╭─ PROVIDED ENTRIES

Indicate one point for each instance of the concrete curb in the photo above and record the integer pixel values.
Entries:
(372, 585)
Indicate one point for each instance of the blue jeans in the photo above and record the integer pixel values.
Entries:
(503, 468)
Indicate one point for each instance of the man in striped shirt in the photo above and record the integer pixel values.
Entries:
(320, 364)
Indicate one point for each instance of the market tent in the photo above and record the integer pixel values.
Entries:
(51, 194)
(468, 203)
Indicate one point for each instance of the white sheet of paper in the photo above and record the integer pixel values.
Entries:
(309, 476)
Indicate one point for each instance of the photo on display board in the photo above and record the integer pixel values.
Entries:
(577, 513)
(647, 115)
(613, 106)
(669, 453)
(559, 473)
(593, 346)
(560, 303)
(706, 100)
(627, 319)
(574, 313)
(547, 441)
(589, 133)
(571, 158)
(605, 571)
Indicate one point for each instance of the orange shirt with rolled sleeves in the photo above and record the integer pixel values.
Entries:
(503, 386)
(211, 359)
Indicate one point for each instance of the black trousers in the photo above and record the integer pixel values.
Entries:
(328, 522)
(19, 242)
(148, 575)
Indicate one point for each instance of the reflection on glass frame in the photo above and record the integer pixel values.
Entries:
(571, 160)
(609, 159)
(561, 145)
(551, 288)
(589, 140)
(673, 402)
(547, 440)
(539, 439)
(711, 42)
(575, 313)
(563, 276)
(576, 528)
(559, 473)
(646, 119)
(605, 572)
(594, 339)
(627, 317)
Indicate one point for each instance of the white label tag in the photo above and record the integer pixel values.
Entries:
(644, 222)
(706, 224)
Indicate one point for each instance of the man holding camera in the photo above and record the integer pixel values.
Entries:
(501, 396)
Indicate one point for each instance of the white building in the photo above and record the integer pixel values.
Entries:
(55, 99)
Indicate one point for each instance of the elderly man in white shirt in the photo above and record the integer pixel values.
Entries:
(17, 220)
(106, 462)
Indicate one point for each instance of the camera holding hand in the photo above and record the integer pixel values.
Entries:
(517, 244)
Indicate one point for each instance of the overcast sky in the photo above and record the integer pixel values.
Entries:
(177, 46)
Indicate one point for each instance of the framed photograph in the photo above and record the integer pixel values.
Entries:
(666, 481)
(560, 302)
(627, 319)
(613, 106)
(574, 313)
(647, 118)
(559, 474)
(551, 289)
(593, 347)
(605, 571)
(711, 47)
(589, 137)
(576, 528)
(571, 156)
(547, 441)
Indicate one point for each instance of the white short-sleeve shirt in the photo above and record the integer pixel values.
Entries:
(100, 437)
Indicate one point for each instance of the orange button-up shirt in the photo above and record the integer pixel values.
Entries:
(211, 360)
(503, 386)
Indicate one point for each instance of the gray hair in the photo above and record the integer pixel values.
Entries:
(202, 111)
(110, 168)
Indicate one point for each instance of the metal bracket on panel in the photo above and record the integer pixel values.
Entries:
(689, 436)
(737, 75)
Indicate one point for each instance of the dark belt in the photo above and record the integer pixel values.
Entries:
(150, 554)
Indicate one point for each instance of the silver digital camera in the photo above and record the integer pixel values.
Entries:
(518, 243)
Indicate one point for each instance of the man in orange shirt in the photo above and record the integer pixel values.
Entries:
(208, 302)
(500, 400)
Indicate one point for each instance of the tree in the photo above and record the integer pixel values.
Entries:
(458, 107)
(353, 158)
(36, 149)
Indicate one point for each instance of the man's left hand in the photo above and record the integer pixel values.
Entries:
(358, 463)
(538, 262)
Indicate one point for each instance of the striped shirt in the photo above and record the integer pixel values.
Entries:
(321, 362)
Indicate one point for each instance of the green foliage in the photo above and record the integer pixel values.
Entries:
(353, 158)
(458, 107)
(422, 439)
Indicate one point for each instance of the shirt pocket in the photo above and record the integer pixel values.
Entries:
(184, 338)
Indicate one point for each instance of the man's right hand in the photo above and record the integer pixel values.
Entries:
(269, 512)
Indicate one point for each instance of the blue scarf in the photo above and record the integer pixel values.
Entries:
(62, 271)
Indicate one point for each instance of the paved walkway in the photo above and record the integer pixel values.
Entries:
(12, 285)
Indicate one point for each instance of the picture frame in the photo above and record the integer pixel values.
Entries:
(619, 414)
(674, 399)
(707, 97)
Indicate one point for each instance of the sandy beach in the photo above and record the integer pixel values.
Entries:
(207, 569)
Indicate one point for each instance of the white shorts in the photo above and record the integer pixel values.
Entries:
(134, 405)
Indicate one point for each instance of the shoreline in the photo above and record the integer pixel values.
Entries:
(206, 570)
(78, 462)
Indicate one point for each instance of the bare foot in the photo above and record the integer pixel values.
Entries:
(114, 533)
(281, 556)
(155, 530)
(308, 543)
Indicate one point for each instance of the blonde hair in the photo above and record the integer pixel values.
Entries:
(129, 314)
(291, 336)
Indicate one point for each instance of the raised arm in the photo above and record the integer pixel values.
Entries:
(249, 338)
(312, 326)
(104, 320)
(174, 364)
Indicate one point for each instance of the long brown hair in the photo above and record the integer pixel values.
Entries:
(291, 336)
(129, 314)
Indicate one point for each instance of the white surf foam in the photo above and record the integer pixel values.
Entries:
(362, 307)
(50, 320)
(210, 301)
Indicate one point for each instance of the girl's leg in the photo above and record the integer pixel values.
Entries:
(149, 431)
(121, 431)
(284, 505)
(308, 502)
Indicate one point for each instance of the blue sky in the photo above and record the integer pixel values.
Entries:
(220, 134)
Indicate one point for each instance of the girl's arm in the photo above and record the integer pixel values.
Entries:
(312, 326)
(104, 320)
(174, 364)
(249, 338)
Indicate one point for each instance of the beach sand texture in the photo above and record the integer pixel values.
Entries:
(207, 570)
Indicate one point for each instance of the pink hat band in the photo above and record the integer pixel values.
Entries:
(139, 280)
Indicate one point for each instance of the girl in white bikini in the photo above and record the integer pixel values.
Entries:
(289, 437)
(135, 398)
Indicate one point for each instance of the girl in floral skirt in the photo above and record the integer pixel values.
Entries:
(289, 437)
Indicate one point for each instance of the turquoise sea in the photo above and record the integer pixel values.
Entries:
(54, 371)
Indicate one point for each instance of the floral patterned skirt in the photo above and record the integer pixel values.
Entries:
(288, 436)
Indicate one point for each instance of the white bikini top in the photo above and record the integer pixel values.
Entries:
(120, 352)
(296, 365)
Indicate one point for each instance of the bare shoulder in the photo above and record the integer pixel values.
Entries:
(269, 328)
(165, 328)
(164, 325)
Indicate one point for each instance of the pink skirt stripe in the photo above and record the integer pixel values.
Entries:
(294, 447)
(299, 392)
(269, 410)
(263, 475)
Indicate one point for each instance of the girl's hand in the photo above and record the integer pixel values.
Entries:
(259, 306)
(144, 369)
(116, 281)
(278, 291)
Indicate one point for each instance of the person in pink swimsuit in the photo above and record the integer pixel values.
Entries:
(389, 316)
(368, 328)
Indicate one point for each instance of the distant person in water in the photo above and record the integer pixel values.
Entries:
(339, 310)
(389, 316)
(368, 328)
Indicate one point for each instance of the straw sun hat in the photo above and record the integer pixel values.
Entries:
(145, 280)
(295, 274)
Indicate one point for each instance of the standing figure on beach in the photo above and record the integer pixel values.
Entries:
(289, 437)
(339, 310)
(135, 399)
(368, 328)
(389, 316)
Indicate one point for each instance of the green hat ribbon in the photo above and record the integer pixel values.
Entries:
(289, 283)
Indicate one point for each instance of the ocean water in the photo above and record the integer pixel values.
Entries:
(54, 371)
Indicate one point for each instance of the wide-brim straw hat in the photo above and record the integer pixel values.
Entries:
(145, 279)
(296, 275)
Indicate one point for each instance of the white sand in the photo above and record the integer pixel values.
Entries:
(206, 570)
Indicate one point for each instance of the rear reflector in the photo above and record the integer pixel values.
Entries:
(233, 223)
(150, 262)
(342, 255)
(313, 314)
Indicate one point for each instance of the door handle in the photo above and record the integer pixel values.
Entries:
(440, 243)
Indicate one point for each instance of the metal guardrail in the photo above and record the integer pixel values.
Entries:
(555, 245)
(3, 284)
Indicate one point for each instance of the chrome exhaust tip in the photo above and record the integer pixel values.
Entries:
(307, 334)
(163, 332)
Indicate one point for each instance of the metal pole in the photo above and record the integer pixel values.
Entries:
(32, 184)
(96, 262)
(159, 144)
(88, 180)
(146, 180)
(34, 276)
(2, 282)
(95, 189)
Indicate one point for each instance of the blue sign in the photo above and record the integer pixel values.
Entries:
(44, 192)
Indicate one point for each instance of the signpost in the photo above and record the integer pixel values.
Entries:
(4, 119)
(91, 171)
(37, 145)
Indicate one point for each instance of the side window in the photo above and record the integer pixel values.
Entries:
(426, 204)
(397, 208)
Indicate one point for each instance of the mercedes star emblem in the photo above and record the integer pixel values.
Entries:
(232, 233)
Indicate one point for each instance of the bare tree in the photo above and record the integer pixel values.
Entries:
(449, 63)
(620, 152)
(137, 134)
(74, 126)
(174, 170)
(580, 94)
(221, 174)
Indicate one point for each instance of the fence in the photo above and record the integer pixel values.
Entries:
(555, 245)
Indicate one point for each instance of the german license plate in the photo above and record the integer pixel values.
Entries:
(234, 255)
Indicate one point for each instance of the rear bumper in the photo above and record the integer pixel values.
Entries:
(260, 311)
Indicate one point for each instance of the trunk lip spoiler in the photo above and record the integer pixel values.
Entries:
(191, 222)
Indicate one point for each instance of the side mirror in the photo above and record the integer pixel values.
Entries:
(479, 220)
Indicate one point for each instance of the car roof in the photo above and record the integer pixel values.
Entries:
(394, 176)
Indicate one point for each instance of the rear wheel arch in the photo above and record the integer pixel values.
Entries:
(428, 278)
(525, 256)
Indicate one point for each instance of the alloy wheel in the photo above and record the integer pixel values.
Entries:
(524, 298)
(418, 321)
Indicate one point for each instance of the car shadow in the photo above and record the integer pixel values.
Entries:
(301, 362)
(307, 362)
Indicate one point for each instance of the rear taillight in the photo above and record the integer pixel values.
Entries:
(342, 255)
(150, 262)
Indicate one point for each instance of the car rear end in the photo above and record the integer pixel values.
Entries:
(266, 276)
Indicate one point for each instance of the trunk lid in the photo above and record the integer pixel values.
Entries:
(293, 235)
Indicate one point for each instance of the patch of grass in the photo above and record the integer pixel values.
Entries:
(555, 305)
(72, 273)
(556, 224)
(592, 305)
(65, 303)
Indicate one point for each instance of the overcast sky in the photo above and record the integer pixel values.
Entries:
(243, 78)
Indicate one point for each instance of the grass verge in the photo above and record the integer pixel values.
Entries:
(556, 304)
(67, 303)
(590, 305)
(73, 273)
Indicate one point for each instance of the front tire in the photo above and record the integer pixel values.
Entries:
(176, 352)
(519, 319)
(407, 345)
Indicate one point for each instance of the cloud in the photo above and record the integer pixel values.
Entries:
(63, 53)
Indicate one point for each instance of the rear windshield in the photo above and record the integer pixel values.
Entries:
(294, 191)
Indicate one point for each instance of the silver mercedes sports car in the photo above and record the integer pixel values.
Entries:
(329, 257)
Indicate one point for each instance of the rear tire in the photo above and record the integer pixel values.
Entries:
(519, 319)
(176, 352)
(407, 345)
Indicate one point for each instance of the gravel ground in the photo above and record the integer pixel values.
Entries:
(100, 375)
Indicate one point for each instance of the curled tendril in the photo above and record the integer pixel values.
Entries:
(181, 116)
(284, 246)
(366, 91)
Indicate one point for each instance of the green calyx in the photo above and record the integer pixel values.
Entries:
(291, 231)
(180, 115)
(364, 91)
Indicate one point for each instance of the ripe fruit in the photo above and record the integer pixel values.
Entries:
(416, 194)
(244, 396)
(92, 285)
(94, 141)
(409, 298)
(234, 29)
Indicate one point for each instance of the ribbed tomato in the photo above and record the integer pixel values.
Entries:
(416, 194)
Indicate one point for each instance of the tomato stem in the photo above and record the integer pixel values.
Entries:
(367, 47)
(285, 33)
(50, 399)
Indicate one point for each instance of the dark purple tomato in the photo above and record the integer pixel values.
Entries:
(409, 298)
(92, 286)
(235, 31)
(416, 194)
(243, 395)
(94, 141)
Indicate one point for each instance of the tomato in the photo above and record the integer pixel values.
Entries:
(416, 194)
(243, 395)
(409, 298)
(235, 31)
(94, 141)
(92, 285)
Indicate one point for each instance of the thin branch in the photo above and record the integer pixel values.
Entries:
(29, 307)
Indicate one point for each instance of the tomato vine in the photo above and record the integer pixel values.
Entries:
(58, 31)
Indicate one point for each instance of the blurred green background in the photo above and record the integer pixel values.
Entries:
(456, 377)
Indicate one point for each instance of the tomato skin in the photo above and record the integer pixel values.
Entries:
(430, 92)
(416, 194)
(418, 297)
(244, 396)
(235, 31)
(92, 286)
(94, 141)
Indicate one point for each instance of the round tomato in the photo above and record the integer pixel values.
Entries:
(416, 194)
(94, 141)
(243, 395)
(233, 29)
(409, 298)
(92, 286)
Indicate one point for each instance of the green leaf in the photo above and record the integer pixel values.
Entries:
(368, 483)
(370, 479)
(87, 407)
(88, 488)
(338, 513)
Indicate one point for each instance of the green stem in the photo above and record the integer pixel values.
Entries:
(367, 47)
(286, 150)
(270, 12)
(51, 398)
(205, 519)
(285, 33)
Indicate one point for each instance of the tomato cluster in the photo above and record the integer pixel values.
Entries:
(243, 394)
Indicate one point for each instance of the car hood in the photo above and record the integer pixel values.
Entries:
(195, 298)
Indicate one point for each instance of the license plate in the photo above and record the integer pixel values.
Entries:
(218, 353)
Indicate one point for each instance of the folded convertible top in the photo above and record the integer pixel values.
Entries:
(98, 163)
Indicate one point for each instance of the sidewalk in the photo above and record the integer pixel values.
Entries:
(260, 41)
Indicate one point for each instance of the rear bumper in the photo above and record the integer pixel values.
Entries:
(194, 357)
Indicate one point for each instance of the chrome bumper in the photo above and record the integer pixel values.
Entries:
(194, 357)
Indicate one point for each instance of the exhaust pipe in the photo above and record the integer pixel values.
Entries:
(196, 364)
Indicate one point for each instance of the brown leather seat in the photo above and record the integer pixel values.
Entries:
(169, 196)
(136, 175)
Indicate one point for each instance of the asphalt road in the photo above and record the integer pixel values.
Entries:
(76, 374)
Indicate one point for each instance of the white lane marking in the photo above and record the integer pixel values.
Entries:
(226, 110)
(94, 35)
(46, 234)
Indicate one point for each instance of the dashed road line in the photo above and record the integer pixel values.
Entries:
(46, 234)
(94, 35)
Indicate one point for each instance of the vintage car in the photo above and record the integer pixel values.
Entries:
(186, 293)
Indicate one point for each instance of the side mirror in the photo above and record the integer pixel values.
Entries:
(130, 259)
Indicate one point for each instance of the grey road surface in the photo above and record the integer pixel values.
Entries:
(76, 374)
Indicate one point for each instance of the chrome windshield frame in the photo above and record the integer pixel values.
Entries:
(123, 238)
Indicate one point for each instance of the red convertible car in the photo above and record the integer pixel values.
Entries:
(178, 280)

╰─

TASK -> Give the number of lines in the listing that contain the string "straw". Write nothing else.

RESULT FOR THIS TASK -> 2